▸ Text provided:
===
# I'd Like to Propose Some New Lingo



## PeterPantalones (Aug 30, 2015)

Last week I picked up some teenagers from a party(I'm sure we can all guess where this is going) and was tasked with driving them home. So I begin driving them home when I hear a ferocious roar of mouth-gas coming from the seat behind me. I remained professional though and drove them to their destination. "No this isn't it" they tell me. So I drive back in the other direction. We're not going for 5 minutes when burp-girl pukes all over the back of my Lincoln Towncar! I am highly irate at this point, her friend is trying to calm her down but she isn't doing much good and the vomit ends up all over the back of my car(some even got on my head too). So I hear talk of paper towels to clean the car but when I drop off the drunk girl she delivers no paper towels! I go to drive the rest of them home and 2 of them clearly felt bad and gave me a substantial tip but one of them only gave me $2.00! That persons name was Murray O'Brayne. I propose we add "The Murray Stiff" to our dictionary as the term when some jimminy-jokester gives a tip well under what they should be giving! So try it out see if you guys like it, hopefully the "Murray Stiff" will become a household Uber name. Examples: "Oh I got Murray Stiffed last night by some grandmas." or "That waiter spit in my food so I gave them the old Murray Stiff".


----------



## BizyMom (Sep 1, 2015)

Somewhere on this forum, I read that if you accept/allow a Pax to 'tip' you or give you any money at all after making a 'mess', the Pax can then protest against (and win) the cleaning fee and NOT PAY YOU! I don't know if this is true, but I would like to know if you got your cleaning fee from Uber and got your vehicle cleaned?


----------



## PeterPantalones (Aug 30, 2015)

BizyMom said:


> Somewhere on this forum, I read that if you accept/allow a Pax to 'tip' you or give you any money at all after making a 'mess', the Pax can then protest against (and win) the cleaning fee and NOT PAY YOU! I don't know if this is true, but I would like to know if you got your cleaning fee from Uber and got your vehicle cleaned?


TRUST ME. I got Murray Stiffed. No court of Uber-Law will possibly side against me. The Murray Stiff is the ultimate affront one can face and any judge worth his kosher salt knows that!


----------
===
Stored data entries:
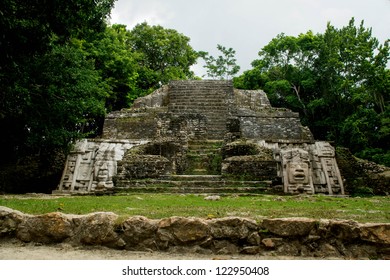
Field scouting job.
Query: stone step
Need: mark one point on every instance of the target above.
(187, 190)
(235, 187)
(192, 178)
(213, 183)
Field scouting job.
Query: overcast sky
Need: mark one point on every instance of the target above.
(248, 25)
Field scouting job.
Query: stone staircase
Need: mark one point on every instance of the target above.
(204, 157)
(208, 98)
(202, 176)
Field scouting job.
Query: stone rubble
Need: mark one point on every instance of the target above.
(184, 118)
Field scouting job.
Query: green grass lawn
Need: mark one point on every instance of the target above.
(372, 209)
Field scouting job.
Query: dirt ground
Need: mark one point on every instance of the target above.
(16, 250)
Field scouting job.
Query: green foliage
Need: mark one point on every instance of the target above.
(337, 81)
(223, 67)
(157, 206)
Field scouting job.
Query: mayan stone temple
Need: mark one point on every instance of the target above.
(202, 137)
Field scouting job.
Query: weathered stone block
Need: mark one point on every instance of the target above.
(291, 227)
(48, 228)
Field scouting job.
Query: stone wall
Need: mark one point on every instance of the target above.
===
▸ To do:
(1) How would you say "So I drive back in the other direction." from the forum thread in Spanish?
(2) Can you change "Need" to "Instruction" everywhere it appears in the records, keeping everything else the same and leaving the pictures out of your answer?
The forum thread and the records have no connection to each other.

▸ Task-by-task results:
(1) Así que conduzco de regreso en la dirección contraria.

(2)
Field scouting job.
Query: stone step
Instruction: mark one point on every instance of the target above.
(187, 190)
(235, 187)
(192, 178)
(213, 183)
Field scouting job.
Query: overcast sky
Instruction: mark one point on every instance of the target above.
(248, 25)
Field scouting job.
Query: stone staircase
Instruction: mark one point on every instance of the target above.
(204, 157)
(208, 98)
(202, 176)
Field scouting job.
Query: stone rubble
Instruction: mark one point on every instance of the target above.
(184, 118)
Field scouting job.
Query: green grass lawn
Instruction: mark one point on every instance of the target above.
(372, 209)
Field scouting job.
Query: dirt ground
Instruction: mark one point on every instance of the target above.
(16, 250)
Field scouting job.
Query: green foliage
Instruction: mark one point on every instance of the target above.
(337, 81)
(223, 67)
(157, 206)
Field scouting job.
Query: mayan stone temple
Instruction: mark one point on every instance of the target above.
(202, 137)
Field scouting job.
Query: weathered stone block
Instruction: mark one point on every instance of the target above.
(291, 227)
(48, 228)
Field scouting job.
Query: stone wall
Instruction: mark one point on every instance of the target above.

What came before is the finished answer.